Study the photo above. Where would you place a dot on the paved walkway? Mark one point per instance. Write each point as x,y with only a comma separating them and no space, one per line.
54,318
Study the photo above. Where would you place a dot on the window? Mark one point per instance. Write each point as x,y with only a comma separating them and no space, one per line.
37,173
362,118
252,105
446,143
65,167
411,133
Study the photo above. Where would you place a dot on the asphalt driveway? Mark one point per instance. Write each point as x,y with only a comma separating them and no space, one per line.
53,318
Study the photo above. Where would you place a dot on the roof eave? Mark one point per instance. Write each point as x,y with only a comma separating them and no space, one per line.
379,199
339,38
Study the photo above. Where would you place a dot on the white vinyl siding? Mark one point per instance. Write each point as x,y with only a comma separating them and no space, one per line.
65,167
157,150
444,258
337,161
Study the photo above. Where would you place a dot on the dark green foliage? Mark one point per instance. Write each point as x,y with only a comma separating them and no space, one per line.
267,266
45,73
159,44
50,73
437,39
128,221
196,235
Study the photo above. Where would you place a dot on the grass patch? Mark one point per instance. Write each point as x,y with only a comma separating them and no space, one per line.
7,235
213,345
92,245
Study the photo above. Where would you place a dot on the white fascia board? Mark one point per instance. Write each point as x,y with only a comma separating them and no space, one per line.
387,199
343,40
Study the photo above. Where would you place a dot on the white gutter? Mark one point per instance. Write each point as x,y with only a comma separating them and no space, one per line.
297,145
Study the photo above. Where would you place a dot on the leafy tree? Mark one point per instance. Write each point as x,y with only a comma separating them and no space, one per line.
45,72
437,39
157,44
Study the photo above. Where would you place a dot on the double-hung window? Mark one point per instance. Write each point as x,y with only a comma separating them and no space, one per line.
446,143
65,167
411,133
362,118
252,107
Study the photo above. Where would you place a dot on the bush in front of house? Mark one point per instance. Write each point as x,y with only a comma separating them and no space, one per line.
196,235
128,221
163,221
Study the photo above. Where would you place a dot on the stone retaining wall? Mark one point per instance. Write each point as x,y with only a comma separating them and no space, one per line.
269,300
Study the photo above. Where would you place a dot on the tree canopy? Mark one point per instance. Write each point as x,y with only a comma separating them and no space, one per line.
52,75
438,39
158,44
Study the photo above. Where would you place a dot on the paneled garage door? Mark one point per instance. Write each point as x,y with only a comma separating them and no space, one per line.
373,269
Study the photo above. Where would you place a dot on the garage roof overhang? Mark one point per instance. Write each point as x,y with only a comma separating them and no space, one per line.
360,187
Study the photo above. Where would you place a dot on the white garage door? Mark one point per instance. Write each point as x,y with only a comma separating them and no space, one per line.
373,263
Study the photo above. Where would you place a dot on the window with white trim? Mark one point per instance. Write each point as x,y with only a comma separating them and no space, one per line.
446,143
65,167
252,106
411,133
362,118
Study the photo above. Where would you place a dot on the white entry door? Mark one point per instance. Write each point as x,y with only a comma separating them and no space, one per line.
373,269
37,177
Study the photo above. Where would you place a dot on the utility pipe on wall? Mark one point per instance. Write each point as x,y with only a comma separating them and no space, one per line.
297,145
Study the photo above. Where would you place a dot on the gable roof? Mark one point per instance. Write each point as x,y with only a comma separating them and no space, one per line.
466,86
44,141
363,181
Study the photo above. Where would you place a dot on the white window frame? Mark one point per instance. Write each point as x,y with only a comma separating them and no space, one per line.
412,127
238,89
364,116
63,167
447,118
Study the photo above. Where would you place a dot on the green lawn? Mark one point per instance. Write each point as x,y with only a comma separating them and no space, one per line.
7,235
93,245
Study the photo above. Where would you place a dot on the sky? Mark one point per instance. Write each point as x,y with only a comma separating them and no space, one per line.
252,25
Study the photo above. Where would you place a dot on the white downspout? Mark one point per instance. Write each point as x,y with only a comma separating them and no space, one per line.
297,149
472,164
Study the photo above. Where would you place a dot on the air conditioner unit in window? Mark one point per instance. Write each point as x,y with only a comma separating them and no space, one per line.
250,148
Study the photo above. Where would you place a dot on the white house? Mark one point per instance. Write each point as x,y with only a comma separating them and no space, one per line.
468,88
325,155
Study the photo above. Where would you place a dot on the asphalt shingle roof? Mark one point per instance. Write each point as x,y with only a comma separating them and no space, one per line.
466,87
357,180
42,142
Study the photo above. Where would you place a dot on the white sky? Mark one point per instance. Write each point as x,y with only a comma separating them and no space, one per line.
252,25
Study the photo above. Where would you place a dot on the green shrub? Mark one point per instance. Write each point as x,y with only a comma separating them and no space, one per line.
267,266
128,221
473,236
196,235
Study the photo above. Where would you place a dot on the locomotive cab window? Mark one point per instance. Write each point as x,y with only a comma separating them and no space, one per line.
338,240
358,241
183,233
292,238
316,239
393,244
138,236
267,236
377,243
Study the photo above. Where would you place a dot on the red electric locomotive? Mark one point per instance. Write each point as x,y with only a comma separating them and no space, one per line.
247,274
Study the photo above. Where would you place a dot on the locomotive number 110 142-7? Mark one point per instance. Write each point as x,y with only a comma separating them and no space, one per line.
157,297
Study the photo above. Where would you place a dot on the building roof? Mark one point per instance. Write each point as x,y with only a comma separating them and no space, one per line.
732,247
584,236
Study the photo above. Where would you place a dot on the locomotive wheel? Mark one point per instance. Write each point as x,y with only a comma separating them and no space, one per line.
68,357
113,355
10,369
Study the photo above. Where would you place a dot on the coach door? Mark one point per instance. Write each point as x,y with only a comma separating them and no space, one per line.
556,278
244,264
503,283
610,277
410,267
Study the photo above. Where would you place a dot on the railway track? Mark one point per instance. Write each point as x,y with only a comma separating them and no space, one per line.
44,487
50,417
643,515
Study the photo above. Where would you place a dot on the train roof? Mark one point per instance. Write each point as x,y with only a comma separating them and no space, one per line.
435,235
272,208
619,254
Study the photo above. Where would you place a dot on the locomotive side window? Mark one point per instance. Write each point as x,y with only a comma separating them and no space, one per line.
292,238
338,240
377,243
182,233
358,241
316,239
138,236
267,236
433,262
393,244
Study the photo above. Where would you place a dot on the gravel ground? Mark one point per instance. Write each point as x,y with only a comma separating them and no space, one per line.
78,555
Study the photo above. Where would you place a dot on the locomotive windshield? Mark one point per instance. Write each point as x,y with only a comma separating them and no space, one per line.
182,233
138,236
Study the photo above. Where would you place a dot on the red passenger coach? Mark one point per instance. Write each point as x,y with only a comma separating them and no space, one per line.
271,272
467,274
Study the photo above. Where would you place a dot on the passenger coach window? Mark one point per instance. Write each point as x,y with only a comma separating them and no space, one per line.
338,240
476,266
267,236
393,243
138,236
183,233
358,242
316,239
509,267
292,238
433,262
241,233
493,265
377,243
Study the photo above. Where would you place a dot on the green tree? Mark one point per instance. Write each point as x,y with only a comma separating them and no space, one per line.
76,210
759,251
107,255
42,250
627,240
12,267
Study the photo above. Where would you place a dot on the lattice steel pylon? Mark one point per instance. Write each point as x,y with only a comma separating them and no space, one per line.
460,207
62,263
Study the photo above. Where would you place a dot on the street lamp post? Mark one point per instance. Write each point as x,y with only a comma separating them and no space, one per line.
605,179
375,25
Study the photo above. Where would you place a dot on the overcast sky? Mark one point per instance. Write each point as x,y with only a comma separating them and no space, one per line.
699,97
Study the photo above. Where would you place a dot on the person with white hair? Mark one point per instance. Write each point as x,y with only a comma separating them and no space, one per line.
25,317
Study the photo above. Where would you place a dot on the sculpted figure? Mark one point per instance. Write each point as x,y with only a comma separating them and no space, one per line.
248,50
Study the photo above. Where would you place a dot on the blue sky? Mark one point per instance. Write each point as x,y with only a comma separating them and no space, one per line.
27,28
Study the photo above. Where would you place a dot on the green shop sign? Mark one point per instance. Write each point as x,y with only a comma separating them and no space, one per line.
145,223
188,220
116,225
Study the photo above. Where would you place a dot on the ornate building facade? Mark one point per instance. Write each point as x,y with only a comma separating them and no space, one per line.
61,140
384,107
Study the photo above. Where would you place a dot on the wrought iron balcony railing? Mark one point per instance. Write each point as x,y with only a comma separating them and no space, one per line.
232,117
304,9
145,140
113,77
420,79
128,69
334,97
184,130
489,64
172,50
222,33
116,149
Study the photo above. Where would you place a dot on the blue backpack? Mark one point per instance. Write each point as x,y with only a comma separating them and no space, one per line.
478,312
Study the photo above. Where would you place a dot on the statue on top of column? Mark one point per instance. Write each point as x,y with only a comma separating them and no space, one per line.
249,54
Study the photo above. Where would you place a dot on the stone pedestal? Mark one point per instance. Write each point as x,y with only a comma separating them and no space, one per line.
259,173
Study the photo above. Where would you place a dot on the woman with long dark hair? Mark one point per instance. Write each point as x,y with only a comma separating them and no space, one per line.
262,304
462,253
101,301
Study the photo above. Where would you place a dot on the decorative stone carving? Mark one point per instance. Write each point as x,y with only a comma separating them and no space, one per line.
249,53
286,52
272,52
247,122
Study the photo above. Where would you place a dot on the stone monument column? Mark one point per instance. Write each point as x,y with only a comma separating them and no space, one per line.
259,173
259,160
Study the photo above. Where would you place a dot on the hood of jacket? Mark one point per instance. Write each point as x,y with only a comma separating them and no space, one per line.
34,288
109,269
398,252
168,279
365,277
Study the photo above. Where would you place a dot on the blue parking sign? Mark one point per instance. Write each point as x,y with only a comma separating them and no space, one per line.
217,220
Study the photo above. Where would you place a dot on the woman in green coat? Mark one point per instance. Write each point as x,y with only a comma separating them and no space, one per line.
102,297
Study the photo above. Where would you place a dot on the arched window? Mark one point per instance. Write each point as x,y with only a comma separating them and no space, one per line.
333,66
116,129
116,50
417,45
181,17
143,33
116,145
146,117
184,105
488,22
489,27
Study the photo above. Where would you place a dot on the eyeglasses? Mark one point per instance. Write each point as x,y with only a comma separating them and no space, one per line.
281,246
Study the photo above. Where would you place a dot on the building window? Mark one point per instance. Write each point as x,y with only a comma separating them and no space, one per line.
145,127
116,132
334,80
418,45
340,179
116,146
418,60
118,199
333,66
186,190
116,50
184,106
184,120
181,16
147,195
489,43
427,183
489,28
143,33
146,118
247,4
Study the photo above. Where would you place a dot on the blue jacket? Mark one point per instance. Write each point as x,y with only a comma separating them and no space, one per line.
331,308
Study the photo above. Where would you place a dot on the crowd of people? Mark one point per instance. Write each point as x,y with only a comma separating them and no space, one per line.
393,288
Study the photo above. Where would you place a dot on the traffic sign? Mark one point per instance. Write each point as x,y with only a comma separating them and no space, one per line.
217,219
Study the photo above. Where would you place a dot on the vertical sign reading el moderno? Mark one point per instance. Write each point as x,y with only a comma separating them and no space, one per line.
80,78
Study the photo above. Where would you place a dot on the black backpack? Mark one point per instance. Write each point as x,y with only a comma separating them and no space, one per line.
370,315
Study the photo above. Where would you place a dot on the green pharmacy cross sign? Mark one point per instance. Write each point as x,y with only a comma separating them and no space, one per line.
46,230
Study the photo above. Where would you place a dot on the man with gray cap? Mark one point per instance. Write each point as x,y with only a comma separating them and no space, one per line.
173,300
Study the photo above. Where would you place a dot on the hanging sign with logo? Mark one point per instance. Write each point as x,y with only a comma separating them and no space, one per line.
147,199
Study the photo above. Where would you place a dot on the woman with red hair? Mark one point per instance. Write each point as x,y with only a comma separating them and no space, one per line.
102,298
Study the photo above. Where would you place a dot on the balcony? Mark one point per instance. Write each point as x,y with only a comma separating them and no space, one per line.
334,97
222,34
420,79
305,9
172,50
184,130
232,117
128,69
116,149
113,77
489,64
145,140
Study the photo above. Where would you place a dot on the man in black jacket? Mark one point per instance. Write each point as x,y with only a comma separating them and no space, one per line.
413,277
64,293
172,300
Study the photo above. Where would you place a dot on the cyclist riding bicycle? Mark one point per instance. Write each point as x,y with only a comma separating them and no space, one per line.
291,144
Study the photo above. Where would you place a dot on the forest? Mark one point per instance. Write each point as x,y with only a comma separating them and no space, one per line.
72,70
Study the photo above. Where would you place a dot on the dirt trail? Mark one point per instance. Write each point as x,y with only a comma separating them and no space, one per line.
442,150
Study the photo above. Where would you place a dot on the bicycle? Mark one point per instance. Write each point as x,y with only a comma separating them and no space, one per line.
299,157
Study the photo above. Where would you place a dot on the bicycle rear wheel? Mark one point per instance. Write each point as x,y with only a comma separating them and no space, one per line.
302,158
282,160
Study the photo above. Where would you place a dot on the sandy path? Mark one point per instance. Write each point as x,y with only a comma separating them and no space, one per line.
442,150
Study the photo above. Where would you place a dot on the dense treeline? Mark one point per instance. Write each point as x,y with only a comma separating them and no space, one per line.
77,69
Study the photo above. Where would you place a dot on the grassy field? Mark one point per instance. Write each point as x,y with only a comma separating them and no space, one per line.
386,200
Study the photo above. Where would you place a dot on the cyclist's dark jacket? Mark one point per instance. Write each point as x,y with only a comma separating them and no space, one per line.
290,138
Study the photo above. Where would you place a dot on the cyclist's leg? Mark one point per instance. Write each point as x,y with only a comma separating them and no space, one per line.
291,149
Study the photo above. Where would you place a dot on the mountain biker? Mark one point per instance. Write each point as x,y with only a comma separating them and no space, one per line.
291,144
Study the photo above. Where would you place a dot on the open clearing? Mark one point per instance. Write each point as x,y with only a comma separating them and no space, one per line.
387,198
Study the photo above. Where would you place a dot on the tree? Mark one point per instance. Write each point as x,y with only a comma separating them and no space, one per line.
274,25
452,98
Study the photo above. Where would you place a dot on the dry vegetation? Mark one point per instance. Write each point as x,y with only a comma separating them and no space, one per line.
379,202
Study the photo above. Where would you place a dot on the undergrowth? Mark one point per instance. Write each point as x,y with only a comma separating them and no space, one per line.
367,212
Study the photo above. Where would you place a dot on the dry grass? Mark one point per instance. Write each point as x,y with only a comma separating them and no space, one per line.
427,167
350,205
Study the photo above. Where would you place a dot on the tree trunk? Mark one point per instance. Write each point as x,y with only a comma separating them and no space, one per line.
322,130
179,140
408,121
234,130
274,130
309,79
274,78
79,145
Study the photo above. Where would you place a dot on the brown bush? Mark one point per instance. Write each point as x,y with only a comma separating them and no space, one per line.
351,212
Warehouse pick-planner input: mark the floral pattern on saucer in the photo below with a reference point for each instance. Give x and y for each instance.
**********
Repeat the line that contains "the dry grass?", then every line after it until the records end, with nothing added.

■ Completed task
Study the photo above. Where would you place a dot on the dry grass? Mark one point per instance. Write each point as x,y with only a comma separating them and no space, one per line.
427,167
350,205
Study the photo above. Where would you place a dot on the tree trunk? Mark one point per instance. Write each point as x,y with only a comma separating them and no space, one per line.
322,130
179,140
408,121
234,130
274,130
309,79
274,78
79,145
Study the photo above. Where would you place a dot on the brown bush? Mark one point per instance. Write each point as x,y with only a comma separating them and no space, one per line.
351,212
Warehouse pick-planner input: mark the floral pattern on saucer in the photo below with a reference point for each instance. Give x and y for each instance.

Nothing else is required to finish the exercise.